# SELECTED EXCERPT
Some sort of timer will generate ticks for context switching. If the timer
is an external component write a bit of code that checks the interrupt it
generates. Does an external controller (like and 8259) sequence other interrupts?
Certainly test the device - few technicians have the knowledge needed to diagnose
a problem in such a complex part of the circuit.
Do check out
my August, 1995 column for ideas about testing ROM and RAM.
Seeding Memory
Few embedded systems use every last byte of ROM and RAM. Unused areas are,
well, unused - who cares what is burned into the last few bytes of a ROM?
You should. Unless
you're sure your code is perfect - absolutely, positively bug free - use these
empty areas wisely. Has your code ever wandered into an used section of memory?
Has a hardware fault (e.g., bad address line) caused the code to crash after
executing a handful of instructions? Seed unused ROM with instructions that
permit you to trap these faults. You'll save yourself some time by catching
the software bugs, and the production folks will love the robust, fault-tolerant
nature of the code.
On the Z180/Z80
processors the RST7 instruction (a one byte call to location 0038) is cleverly
encoded as 0xff. Unburned ROM defaults to just this value. Write an error
trap handler at 0038 that toggles an LED or otherwise signals the failure.
Wandering code, for whatever reason, will flash the LED and immediately indicate
something is wrong.

# TASKS FOR THIS EXERCISE
**a)** In the embedded-systems excerpt, what byte value encodes the RST7 instruction on Z180/Z80 processors?
**b)** Rewrite the stretch of the embedded-systems excerpt from "Do check out" through "section of memory?", substituting "spare regions" for "empty areas".
**c)** Write the text that would follow the final sentence of the embedded-systems excerpt.

# EXTRACTED INFORMATION
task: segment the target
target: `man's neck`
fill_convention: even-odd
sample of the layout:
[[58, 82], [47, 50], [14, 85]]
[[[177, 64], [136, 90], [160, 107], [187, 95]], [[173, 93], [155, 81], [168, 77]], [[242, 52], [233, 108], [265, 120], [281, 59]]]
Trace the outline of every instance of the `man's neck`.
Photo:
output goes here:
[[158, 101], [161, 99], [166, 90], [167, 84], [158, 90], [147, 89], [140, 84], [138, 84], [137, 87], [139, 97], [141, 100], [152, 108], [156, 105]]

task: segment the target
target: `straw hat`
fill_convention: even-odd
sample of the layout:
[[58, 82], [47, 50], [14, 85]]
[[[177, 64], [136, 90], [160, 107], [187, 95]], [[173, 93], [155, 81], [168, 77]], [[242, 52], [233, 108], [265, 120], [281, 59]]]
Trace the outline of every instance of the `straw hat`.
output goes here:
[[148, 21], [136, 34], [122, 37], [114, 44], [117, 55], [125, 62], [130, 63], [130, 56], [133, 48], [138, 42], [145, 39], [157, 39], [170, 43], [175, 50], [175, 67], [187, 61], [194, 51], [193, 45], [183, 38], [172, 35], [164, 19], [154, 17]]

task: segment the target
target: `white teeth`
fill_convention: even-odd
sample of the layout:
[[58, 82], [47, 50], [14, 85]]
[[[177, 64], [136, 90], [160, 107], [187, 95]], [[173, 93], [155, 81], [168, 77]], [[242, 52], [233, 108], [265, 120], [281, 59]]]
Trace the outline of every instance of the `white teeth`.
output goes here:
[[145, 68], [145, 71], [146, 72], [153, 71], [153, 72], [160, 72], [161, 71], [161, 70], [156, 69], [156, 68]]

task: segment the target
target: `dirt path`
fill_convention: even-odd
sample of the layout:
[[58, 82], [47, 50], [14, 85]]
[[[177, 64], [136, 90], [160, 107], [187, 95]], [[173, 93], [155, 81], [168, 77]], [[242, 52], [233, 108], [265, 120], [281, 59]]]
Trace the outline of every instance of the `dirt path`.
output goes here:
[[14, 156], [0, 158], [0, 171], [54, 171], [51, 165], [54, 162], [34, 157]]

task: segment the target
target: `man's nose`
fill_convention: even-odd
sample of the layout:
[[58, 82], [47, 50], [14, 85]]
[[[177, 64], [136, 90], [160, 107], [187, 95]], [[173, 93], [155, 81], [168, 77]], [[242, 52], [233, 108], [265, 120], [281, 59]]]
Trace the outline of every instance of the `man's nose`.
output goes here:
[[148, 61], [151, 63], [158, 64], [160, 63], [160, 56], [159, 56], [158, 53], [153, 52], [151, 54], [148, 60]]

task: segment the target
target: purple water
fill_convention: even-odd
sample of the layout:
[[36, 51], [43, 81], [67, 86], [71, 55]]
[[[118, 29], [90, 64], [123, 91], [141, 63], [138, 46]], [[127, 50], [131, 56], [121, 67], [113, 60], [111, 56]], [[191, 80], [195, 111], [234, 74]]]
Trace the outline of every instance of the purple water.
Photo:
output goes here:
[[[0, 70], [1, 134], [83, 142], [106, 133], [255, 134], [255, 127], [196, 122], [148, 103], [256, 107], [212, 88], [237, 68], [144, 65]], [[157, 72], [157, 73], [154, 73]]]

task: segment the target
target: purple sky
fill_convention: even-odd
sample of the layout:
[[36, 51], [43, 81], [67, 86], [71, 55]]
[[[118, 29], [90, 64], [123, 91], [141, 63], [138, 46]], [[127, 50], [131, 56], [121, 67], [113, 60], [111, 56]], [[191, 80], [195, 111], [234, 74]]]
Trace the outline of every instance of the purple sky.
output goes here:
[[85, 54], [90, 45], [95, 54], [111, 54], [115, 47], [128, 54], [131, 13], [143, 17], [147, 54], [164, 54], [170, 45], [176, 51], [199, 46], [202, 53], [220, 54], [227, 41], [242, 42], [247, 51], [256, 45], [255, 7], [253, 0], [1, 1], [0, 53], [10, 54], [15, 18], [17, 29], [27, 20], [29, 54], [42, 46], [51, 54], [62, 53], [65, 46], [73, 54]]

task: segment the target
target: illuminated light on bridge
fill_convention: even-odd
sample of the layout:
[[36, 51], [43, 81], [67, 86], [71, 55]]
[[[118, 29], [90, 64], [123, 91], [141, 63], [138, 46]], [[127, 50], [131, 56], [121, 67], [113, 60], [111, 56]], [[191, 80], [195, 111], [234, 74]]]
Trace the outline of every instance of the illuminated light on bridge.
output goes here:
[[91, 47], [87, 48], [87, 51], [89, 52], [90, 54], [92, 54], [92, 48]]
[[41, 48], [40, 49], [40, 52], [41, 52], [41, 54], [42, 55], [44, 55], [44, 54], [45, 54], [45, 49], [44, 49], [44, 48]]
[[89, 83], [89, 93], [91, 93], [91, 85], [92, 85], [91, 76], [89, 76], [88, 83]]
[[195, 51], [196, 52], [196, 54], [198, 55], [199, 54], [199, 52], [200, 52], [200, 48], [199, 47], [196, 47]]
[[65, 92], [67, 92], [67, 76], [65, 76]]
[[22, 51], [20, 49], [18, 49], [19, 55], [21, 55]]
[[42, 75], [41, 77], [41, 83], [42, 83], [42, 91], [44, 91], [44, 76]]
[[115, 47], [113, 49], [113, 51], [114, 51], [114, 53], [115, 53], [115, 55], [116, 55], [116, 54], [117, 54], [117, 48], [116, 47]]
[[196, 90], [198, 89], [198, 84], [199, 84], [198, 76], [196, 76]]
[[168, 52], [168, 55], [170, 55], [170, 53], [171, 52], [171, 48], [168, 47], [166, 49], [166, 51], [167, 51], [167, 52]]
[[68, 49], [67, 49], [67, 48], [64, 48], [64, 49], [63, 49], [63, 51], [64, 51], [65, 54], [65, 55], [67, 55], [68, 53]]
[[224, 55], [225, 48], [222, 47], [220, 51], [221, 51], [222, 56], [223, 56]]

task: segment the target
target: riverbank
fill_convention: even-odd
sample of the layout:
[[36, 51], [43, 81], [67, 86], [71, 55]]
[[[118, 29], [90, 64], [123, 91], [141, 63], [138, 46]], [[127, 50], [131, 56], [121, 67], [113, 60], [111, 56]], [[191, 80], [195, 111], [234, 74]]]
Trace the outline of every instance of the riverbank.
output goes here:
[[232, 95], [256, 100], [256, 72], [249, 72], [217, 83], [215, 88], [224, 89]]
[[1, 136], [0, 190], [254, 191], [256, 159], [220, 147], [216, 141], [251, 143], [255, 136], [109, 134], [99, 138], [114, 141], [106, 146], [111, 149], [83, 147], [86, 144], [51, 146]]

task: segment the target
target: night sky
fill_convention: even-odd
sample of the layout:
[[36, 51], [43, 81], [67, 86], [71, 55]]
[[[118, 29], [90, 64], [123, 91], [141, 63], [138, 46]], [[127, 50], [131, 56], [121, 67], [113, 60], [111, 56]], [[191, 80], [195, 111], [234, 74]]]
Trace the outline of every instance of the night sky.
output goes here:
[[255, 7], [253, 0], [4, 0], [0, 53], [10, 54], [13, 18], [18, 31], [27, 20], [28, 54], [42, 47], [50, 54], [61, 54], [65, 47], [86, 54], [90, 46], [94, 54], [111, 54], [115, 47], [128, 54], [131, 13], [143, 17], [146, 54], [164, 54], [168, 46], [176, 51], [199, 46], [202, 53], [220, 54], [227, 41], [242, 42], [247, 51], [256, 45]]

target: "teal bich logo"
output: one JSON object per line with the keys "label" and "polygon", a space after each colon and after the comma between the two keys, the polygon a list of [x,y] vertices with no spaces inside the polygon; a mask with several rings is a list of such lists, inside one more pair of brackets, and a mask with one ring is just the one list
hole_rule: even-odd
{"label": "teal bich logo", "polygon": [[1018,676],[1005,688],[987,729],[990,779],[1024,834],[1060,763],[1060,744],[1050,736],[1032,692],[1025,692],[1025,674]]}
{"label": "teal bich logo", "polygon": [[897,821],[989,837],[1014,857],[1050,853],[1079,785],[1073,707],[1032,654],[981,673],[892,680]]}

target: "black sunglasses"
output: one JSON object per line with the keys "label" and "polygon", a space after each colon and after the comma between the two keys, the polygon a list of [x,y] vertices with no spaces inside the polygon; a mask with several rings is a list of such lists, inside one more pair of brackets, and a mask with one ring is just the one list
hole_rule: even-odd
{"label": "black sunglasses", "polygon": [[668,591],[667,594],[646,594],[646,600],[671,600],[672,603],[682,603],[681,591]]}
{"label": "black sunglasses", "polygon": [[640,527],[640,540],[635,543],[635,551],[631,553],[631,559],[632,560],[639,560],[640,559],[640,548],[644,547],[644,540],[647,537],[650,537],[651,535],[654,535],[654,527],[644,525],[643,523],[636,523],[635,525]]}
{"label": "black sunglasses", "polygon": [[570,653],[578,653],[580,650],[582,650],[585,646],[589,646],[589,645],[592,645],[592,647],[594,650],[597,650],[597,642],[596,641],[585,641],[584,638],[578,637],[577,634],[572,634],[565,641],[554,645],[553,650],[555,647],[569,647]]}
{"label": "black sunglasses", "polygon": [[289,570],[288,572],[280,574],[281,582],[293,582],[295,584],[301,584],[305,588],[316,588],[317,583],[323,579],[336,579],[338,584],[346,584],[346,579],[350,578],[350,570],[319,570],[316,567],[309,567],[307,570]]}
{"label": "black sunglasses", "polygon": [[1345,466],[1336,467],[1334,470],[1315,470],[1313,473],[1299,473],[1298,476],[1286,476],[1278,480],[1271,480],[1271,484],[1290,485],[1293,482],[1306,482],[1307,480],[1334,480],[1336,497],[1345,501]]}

# RESULTS FOR THE EXERCISE
**a)** 0xff

**b)**
Do check out
my August, 1995 column for ideas about testing ROM and RAM.
Seeding Memory
Few embedded systems use every last byte of ROM and RAM. Unused areas are,
well, unused - who cares what is burned into the last few bytes of a ROM?
You should. Unless
you're sure your code is perfect - absolutely, positively bug free - use these
spare regions wisely. Has your code ever wandered into an used section of memory?

**c)**
Most Z180's systems
with an electronics failure that disables ROM will go into an infinite loop
executing 0xff instructions, which is instantly visible on a scope. The characteristic
double writes from the RST7's pushes tell an experienced scoper in a second
what is going on. Teach your production folks this simple trick.
The x86 family
has a similar single byte call - INT3 - which vectors through an interrupt
vector at 000C. Again, use this instruction as a default fill value for ROM,
and write an error processor.
Every embedded
system starts with a loop to set up initialized values in RAM. I like to precede
this loop with one that sets all of RAM to the INT3, RST7, or whatever. Then,
your odds of having a wandering program encounter the instruction are much
higher.
Some of the hardest
problems to diagnose, either in development or in production test, are erratic
interrupts. If an interrupt controller fails or is misprogrammed it may assert
an incorrect vector on the bus. Again, preempt the problem by using a complete
interrupt table with entries for all possible interrupts, not just the ones
you are using. Vector unused, unexpected, interrupts to an error handler.
Obviously there's
no guarantee that wandering code will hit these unused locations. However,
seeding the code in this manner is a nice way to arm yourself to possibly
catch a latent problem. Teach your production people what to expect if such
an error takes place.
Watchdog timers
are another type of preventative medicine we often employ to detect failures.
Too many, though, are designed for the convenience of the programmer or customer,
with no thought to the poor electronics technician trying to repair things.
A watchdog timer that resets and restarts the code invisibly is a nightmare
- how can you tell if a system is operating marginally?
At the very least
be sure the watchdog toggles an external bit that a technician can scope.
Give the poor guy a chance to see that the system crashes occasionally!
Of course, a
better solution is to include the ROM monitor discussed above, with an error
word that logs watchdog timeouts and other problems. The repair folks can
then log onto the monitor and read a record of problems.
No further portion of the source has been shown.